++++ Document segment ++++
Researchers discover cancer diagnosis implant
GENEVA (Xinhua): Swiss scientists have developed an early warning system for four most common types of cancer, so that a visible mole will appear on the skin should a tumor develop, according to a press release from Zurich Federal Institute of Technology (ETHZ) on Sunday.
In the research, which has been published in U.S. medical journal Science Translational Medicine, an ETHZ team has developed a prototype implant which can be inserted under the skin. It contains a network of cells which constantly monitor calcium levels in the body. As cancer can cause calcium levels to rise in the body, the implant detects when a threshold is exceeded and triggers the production of melanin, causing a small dark mole to form. The implant can recognize four most common types of cancer: prostate, lung, colon and breast cancer, at a very early stage. Cancer is the main cause of death alongside cardiovascular disease in industrialized countries. However, many of those affected are only diagnosed after a tumor has developed extensively. “Early detection increases the chance of survival significantly,” said Martin Fussenegger, professor at the Department of Biosystems Science and Engineering at ETHZ in Basel.
++++
• _What this exercise asks_:
• 1. List the types of cancer that the implant in the cancer implant article can recognize.
• 2. In the cancer implant article, rewrite everything from "Researchers discover cancer" down to "(ETHZ) on Sunday.", changing "Swiss" to "European".
• 3. Extend the article on the cancer diagnosis implant beyond its final sentence.
The data that follow were taken from a separate source.
++++ Listed entries ++++
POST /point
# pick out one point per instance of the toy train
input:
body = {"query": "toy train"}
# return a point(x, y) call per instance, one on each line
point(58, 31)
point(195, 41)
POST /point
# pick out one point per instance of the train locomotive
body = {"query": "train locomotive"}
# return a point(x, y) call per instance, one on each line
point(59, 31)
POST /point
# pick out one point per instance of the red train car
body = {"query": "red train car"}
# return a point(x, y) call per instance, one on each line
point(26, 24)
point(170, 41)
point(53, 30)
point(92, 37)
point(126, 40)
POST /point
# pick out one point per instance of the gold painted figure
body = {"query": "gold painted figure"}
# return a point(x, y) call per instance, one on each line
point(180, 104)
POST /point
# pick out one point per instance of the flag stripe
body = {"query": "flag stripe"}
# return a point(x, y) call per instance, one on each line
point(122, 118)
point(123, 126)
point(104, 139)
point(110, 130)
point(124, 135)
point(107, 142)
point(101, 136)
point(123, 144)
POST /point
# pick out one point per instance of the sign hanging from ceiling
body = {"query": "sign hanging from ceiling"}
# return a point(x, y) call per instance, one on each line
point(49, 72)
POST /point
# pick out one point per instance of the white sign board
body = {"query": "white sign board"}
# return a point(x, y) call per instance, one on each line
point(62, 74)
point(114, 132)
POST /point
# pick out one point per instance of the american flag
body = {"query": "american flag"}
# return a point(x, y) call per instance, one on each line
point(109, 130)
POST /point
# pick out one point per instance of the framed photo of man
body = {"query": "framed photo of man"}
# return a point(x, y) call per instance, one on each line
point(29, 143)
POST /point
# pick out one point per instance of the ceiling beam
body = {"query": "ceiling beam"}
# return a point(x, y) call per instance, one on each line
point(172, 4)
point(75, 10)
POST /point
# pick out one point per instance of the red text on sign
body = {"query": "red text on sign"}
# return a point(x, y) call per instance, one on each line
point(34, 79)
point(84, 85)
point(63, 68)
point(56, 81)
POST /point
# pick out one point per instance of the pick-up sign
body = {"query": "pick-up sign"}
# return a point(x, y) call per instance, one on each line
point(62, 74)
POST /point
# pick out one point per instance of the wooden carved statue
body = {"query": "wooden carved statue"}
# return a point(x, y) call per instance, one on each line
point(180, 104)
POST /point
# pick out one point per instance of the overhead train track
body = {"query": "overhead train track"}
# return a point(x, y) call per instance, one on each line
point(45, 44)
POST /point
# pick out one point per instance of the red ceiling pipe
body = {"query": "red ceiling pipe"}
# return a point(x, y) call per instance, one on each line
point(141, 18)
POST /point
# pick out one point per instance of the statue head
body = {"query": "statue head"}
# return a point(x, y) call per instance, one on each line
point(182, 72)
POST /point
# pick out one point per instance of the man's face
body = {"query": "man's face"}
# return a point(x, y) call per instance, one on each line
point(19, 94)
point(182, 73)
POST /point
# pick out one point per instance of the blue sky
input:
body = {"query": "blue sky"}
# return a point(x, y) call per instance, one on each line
++++
• _Answers for the exercise_:
• 1. prostate cancer, lung cancer, colon cancer, breast cancer

• 2.
Researchers discover cancer diagnosis implant
GENEVA (Xinhua): European scientists have developed an early warning system for four most common types of cancer, so that a visible mole will appear on the skin should a tumor develop, according to a press release from Zurich Federal Institute of Technology (ETHZ) on Sunday.

• 3.
If breast cancer is detected early, for example, the chance of recovery is 98 percent. However, if the tumor is diagnosed too late, only one in four women has a good chance of recovery, he added.
The implant is intended primarily for self-monitoring, making it very cost effective. However, the service life of such a device is limited, as encapsulated living cells last for about a year. After that, they must be inactivated and replaced.
So far, the prototype early warning device has been tested on mice and on pig skin, where it functioned reliably, the ETHZ press release said. Tests on humans are still years away.
“Continued development and clinical trials in particular are laborious and expensive, which we as a research group cannot afford,” said Professor Fussenegger. He believes it will take another ten years of research and development for a cancer diagnosis implant to be available for sale.